— Start of Task inputs —

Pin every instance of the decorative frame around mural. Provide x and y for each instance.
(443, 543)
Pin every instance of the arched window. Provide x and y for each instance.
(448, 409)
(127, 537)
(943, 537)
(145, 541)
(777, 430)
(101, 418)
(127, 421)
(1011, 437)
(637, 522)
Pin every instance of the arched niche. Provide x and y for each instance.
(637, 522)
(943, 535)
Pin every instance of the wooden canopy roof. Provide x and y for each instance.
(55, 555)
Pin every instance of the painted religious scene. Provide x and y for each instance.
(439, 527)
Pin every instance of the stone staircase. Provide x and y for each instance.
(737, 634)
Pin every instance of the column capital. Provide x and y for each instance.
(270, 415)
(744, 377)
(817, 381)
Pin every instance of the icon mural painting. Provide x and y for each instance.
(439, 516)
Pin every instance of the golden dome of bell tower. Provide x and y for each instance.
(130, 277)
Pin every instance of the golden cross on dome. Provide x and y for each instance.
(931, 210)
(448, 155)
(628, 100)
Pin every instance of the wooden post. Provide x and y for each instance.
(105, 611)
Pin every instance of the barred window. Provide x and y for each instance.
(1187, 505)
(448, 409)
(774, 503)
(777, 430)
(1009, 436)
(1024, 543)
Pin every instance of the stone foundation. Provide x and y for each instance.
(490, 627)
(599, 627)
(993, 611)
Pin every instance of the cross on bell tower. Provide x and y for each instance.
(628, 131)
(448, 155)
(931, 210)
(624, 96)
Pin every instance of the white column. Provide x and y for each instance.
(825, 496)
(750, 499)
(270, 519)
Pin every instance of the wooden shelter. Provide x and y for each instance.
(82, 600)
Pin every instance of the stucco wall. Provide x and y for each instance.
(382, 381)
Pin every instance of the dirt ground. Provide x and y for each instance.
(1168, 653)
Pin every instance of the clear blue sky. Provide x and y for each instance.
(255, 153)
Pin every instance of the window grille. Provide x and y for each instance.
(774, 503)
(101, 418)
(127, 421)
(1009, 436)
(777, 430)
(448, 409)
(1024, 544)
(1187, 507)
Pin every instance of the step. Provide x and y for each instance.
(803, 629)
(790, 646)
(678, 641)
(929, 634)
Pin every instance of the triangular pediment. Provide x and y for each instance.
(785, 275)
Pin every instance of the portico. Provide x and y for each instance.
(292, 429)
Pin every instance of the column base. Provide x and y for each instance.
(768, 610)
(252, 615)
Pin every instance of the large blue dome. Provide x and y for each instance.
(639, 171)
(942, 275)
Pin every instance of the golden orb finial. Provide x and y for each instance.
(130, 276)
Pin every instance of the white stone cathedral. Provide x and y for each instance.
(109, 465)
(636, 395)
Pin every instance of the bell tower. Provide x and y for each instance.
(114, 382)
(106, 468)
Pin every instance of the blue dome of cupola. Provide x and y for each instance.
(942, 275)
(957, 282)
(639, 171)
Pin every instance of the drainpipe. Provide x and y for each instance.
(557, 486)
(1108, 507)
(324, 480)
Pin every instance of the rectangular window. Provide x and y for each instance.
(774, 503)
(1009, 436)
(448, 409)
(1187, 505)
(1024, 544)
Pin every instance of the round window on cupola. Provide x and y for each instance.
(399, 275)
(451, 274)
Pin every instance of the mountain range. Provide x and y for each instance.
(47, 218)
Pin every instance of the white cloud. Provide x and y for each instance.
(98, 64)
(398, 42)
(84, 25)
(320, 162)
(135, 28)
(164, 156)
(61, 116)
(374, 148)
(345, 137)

— End of Task inputs —

:: Prompt ::
Render all the rows above as a JSON array of strings, with one string per line and any blank lines omitted.

:: Written answer ::
[
  "Pin every instance of the decorative frame around mural. Provide x and y for each instance.",
  "(443, 543)",
  "Pin every instance of the arched window. Provide x and y for each instance.",
  "(448, 409)",
  "(127, 537)",
  "(943, 537)",
  "(145, 541)",
  "(777, 430)",
  "(101, 418)",
  "(127, 421)",
  "(1011, 437)",
  "(637, 522)",
  "Pin every instance of the arched niche. Provide x and y for each instance.",
  "(637, 522)",
  "(943, 535)",
  "Pin every instance of the wooden canopy roof. Provide x and y for each instance.",
  "(55, 555)",
  "Pin every instance of the painted religious scene. Provide x and y for each instance.",
  "(439, 527)",
  "Pin every instance of the stone staircase. Provide x and y for each instance.",
  "(737, 634)",
  "Pin every instance of the column capital. Provide x and y for each instance.",
  "(270, 415)",
  "(744, 377)",
  "(817, 381)",
  "Pin every instance of the icon mural painting. Provide x and y for each instance.",
  "(439, 516)",
  "Pin every instance of the golden dome of bell tower. Provide x and y for each instance.",
  "(130, 277)",
  "Pin every instance of the golden cross on dome. Provide x and y for each instance.",
  "(931, 210)",
  "(448, 155)",
  "(628, 100)",
  "Pin every instance of the wooden post. Provide x and y for each instance.",
  "(105, 611)",
  "Pin every instance of the barred window. Provide x and y for each instance.",
  "(1187, 505)",
  "(448, 409)",
  "(774, 503)",
  "(777, 430)",
  "(1009, 436)",
  "(1024, 543)",
  "Pin every instance of the stone foundation. Provide x and y for each instance.",
  "(490, 627)",
  "(599, 627)",
  "(993, 611)",
  "Pin every instance of the cross on bell tower. Provide x and y for each instance.",
  "(628, 131)",
  "(448, 155)",
  "(931, 210)",
  "(624, 96)",
  "Pin every instance of the white column. Provide x and y for each instance.",
  "(825, 496)",
  "(750, 499)",
  "(270, 519)",
  "Pin every instance of the wooden shelter. Provide x and y for each instance.",
  "(82, 600)",
  "Pin every instance of the stucco wall. Provide x and y for each instance.",
  "(382, 381)",
  "Pin every instance of the dirt ground. Provide x and y for each instance.",
  "(1168, 653)",
  "Pin every instance of the clear blue sky. Provide x and y for each instance.",
  "(255, 153)",
  "Pin every instance of the window grille. Provide x and y for each instance.",
  "(774, 503)",
  "(101, 418)",
  "(127, 421)",
  "(1009, 436)",
  "(777, 430)",
  "(448, 409)",
  "(1024, 544)",
  "(1187, 507)",
  "Pin every instance of the step. Provide x and y for each instance.",
  "(803, 629)",
  "(790, 646)",
  "(678, 641)",
  "(929, 634)",
  "Pin every instance of the triangular pediment. Provide x and y for each instance.",
  "(785, 275)",
  "Pin every instance of the portico. Provide x and y for each instance.",
  "(292, 429)",
  "Pin every instance of the column base. Provide x and y for each instance.",
  "(768, 610)",
  "(252, 615)",
  "Pin every instance of the large blue dome. Provide x and y for each instance.",
  "(639, 171)",
  "(942, 275)",
  "Pin every instance of the golden orb finial. Provide x and y for each instance.",
  "(130, 276)",
  "Pin every instance of the white stone cathedral. Provide x and y for each instance.",
  "(109, 465)",
  "(636, 395)",
  "Pin every instance of the bell tower. Provide x and y for each instance.",
  "(114, 382)",
  "(106, 468)",
  "Pin every instance of the blue dome of cupola. Provide x and y for each instance.",
  "(942, 275)",
  "(957, 282)",
  "(639, 171)",
  "Pin every instance of the drainpipe. Provide x and y for each instance.",
  "(557, 486)",
  "(1108, 507)",
  "(324, 480)",
  "Pin every instance of the rectangular window. Provide x and y for each instance.",
  "(774, 503)",
  "(1009, 436)",
  "(448, 409)",
  "(1187, 505)",
  "(1024, 544)",
  "Pin every instance of the round window on cupola. Provide x and y for each instance.",
  "(399, 275)",
  "(451, 274)",
  "Pin every instance of the mountain range. Provide x and y for each instance.",
  "(47, 218)",
  "Pin every instance of the white cloud. Provide x and y for each instance.",
  "(98, 64)",
  "(398, 42)",
  "(84, 25)",
  "(320, 162)",
  "(135, 28)",
  "(164, 156)",
  "(61, 116)",
  "(374, 148)",
  "(345, 137)"
]